From the records below, determine the number of lines containing "paved". Output that number alone.

[DATA SHOWN — start]

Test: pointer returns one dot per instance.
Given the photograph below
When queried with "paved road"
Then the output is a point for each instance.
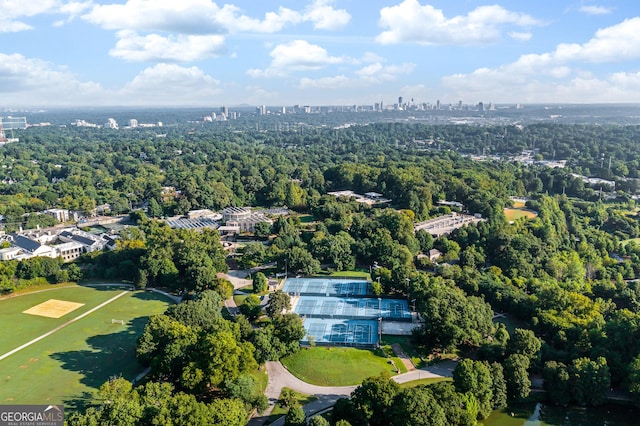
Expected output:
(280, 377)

[DATA SHOWN — finish]
[DATA SHOWN — start]

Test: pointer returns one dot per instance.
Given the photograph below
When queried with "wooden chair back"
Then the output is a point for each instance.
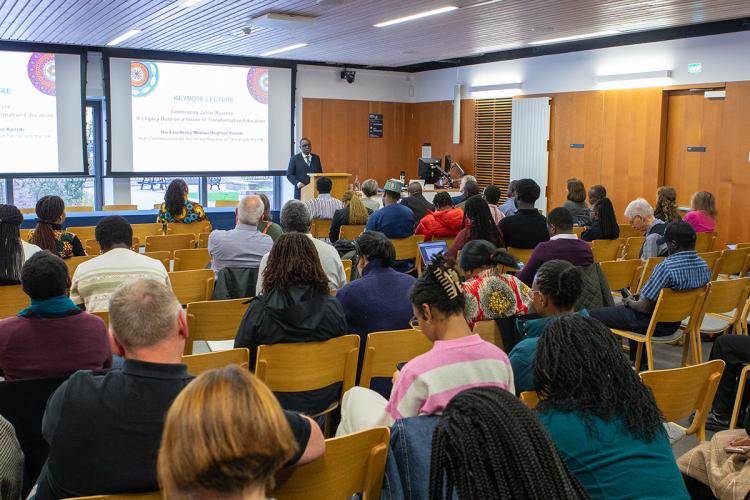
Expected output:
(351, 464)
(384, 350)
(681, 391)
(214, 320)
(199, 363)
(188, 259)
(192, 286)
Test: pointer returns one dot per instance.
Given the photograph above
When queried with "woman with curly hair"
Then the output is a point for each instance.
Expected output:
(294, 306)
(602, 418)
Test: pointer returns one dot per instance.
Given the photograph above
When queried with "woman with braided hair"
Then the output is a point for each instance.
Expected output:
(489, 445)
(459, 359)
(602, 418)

[DATA SHOWN — finish]
[DATA SHOWN — start]

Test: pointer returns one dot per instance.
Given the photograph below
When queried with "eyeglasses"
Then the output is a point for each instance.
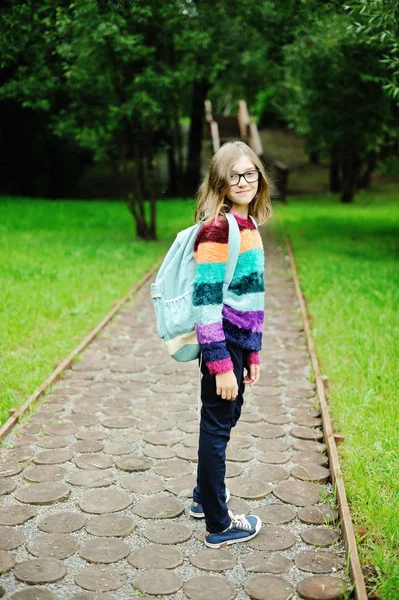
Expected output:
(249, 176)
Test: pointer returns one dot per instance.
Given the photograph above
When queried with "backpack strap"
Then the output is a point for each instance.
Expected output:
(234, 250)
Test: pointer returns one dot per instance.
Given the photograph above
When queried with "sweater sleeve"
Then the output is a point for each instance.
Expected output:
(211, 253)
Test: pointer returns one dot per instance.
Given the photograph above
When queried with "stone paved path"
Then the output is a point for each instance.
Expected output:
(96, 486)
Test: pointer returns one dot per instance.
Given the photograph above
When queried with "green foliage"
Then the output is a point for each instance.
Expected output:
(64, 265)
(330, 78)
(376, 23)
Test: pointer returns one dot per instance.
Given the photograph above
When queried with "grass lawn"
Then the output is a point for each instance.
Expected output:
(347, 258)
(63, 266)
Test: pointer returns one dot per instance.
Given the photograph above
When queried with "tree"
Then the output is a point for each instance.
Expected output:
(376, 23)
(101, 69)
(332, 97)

[DATA SHOWN — finish]

● **WRITTEN ANSWER**: 2